Page excerpt:
============================================================
Cysteine protease

Related Reading

Cysteine proteases include cathepsins B, H, L, etc., which are generally found in lysosomes and are mainly involved in phagocytosis and the removal and digestion of excess substances in cells. Cysteine proteases, also known as thiol proteases, are enzymes that degrade proteins. These proteases share a common catalytic mechanism that involves a nucleophilic cysteine thiol in a catalytic triad or dyad. Cysteine proteases are commonly encountered in fruits including the papaya, pineapple, fig and kiwifruit. The proportion of protease tends to be higher when the fruit is unripe. In fact, dozens of latices of different plant families are known to contain cysteine proteases. Cysteine proteases are used as an ingredient in meat tenderizers.

Figure 1. Protein structure of cysteine proteases.
============================================================
Activity list:
1 - Update the cysteine protease text between "Cysteine proteases include" and "in meat tenderizers.", inclusive, replacing "kiwifruit" with "mango".
2 - Which fruits does the cysteine protease text name as commonly containing these enzymes?
3 - Using the cysteine protease text, describe the catalytic mechanism that these enzymes have in common.

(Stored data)
============================================================
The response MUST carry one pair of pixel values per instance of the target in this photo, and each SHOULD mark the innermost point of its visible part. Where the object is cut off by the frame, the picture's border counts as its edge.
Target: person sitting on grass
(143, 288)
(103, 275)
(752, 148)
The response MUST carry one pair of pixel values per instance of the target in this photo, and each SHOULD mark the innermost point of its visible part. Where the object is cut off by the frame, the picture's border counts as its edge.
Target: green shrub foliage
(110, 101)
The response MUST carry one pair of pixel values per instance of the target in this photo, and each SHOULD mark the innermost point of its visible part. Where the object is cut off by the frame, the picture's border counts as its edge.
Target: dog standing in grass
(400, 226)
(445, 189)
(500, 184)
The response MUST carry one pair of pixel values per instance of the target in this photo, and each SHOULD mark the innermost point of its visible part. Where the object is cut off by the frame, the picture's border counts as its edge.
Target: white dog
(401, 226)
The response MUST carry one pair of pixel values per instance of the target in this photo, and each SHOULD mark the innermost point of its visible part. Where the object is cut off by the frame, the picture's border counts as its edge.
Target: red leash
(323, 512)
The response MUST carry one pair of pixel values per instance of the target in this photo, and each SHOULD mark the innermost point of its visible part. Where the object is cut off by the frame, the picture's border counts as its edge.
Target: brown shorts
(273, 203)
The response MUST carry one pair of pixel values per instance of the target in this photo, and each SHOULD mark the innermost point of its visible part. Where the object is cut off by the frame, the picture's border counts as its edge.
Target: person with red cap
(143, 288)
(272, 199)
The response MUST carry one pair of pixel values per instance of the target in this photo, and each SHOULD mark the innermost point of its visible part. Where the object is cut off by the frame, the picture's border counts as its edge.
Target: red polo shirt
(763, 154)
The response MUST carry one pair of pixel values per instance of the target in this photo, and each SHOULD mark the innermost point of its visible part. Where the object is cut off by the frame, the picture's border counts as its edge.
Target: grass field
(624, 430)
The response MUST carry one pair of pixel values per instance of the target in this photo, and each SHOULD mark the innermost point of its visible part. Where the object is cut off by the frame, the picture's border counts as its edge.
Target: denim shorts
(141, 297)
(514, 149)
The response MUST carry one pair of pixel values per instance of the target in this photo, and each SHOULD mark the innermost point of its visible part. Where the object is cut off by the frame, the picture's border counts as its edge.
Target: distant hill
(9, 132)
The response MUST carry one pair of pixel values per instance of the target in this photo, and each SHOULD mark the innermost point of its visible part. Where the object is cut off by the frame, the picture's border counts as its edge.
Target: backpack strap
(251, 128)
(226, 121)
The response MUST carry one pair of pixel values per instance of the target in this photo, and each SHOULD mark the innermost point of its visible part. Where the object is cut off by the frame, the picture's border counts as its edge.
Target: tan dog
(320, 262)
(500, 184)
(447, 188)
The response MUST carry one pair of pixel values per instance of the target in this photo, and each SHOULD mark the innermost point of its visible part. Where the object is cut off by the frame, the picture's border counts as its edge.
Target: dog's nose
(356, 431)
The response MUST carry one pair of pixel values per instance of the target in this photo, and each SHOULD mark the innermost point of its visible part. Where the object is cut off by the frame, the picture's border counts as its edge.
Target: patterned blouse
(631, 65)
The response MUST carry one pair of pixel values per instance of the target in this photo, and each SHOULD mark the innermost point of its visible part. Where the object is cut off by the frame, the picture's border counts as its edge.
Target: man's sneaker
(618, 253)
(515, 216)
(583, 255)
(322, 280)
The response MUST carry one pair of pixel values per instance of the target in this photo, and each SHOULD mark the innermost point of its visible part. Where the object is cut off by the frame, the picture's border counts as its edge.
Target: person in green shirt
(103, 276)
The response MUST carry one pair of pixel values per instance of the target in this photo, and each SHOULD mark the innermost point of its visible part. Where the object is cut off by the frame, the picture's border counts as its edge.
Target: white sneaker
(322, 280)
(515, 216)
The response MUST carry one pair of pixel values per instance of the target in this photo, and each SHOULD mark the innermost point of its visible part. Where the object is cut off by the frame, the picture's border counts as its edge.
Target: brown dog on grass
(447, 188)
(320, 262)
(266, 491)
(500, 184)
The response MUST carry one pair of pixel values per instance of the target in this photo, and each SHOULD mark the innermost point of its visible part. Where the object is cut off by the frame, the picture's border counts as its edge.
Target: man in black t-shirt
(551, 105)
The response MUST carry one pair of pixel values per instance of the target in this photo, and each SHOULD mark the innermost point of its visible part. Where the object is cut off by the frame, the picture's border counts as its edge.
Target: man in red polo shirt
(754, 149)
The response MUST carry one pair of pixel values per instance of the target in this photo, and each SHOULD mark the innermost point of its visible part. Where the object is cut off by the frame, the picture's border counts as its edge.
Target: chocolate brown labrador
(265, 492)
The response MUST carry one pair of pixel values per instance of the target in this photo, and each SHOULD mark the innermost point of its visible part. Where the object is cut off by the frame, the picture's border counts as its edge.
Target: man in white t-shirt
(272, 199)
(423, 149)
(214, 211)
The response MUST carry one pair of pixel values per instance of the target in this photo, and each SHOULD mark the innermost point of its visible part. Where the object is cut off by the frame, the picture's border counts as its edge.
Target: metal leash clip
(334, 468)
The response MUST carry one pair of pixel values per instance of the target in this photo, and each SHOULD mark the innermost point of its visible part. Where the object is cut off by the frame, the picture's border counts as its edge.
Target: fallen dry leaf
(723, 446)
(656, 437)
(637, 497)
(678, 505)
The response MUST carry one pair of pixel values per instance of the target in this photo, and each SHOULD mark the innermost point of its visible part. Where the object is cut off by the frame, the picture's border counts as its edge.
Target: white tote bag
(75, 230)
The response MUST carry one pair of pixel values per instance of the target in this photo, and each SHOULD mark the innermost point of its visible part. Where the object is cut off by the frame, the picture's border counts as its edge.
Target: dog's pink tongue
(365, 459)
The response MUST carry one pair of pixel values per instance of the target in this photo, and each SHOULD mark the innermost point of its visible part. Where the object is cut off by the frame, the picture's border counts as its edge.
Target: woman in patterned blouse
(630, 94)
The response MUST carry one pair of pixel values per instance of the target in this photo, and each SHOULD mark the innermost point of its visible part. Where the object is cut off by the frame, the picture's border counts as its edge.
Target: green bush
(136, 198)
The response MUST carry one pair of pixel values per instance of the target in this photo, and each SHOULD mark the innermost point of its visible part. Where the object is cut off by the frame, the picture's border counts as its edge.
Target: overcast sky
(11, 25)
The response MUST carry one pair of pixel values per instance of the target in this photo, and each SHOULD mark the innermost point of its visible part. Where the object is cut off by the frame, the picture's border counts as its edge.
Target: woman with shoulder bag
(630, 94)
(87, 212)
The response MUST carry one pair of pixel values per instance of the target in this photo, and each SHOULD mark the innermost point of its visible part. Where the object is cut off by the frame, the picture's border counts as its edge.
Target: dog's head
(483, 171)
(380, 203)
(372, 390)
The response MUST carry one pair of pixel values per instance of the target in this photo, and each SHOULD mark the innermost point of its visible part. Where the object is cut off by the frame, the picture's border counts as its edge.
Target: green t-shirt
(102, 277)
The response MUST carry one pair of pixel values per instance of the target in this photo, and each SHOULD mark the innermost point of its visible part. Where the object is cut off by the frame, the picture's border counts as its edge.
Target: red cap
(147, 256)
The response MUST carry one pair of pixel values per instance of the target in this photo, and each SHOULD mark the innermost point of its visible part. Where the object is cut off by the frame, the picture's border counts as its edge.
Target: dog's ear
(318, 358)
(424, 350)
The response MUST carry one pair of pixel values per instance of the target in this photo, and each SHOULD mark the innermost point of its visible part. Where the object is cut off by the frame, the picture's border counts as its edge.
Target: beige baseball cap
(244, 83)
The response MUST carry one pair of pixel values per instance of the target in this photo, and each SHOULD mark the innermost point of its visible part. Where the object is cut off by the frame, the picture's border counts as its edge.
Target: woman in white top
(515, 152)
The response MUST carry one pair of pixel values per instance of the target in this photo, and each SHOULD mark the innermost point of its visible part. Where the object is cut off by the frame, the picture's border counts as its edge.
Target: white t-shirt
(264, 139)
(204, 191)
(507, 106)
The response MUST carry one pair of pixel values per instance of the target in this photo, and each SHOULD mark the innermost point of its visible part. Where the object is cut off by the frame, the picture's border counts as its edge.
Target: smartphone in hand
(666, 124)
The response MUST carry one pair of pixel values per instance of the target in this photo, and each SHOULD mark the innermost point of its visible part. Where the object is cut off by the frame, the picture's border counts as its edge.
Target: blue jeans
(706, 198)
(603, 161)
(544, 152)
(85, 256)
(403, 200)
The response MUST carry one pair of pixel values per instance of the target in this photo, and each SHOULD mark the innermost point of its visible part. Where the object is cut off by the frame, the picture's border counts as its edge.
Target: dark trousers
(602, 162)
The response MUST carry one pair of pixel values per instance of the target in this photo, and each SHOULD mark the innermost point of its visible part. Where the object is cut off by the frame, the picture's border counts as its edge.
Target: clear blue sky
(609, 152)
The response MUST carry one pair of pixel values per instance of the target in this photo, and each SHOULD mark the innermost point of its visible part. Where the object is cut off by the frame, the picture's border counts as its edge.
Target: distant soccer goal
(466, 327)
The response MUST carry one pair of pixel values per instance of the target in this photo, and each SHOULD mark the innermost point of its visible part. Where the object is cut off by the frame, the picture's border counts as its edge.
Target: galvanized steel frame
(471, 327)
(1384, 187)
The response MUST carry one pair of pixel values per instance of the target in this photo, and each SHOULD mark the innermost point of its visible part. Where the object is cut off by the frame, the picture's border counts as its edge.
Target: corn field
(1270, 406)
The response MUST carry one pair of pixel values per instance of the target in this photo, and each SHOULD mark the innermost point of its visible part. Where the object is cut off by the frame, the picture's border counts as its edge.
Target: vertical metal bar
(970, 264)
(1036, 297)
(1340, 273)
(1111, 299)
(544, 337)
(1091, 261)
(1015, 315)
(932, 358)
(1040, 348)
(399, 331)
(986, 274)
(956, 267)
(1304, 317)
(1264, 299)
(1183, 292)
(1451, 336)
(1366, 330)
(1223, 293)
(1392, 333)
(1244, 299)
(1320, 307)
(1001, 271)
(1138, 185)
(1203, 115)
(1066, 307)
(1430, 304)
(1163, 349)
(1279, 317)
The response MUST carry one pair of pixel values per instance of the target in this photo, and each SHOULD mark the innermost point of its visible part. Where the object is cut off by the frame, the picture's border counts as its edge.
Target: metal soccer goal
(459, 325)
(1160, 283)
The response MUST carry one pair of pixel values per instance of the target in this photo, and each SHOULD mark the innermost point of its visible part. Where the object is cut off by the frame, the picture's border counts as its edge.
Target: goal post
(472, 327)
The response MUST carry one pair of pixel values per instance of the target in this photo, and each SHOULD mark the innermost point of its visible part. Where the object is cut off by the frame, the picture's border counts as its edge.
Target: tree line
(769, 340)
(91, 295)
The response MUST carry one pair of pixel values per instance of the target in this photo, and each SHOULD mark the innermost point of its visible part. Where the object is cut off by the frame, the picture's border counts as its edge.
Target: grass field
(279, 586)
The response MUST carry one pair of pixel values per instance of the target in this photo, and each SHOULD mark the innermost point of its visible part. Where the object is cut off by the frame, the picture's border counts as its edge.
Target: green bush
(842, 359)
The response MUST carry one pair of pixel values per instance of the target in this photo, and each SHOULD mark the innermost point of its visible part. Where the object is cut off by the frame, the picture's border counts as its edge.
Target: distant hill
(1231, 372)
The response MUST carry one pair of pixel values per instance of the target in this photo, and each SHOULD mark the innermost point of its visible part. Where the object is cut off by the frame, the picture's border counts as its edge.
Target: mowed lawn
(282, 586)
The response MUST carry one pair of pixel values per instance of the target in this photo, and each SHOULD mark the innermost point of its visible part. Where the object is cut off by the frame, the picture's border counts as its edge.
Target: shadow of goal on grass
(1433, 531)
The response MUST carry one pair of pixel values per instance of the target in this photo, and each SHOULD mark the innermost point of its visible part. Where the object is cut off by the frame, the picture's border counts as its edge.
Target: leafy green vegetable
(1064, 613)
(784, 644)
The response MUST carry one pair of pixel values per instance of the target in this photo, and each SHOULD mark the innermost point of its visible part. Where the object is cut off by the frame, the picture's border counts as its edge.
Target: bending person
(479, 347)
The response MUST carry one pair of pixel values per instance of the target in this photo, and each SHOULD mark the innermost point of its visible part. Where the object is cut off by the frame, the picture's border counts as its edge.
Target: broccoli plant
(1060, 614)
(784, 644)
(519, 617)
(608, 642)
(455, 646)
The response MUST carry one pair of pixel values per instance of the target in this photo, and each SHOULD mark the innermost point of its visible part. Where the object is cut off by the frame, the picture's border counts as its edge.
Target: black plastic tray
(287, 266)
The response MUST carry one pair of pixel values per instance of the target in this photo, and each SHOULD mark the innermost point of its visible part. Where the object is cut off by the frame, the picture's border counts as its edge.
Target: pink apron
============================================================
Answers for the exercise:
1 -
Cysteine proteases include cathepsins B, H, L, etc., which are generally found in lysosomes and are mainly involved in phagocytosis and the removal and digestion of excess substances in cells. Cysteine proteases, also known as thiol proteases, are enzymes that degrade proteins. These proteases share a common catalytic mechanism that involves a nucleophilic cysteine thiol in a catalytic triad or dyad. Cysteine proteases are commonly encountered in fruits including the papaya, pineapple, fig and mango. The proportion of protease tends to be higher when the fruit is unripe. In fact, dozens of latices of different plant families are known to contain cysteine proteases. Cysteine proteases are used as an ingredient in meat tenderizers.

2 - Papaya, pineapple, fig, and kiwifruit.

3 - Cysteine proteases share a catalytic mechanism that involves a nucleophilic cysteine thiol. The thiol sits in a catalytic triad or dyad.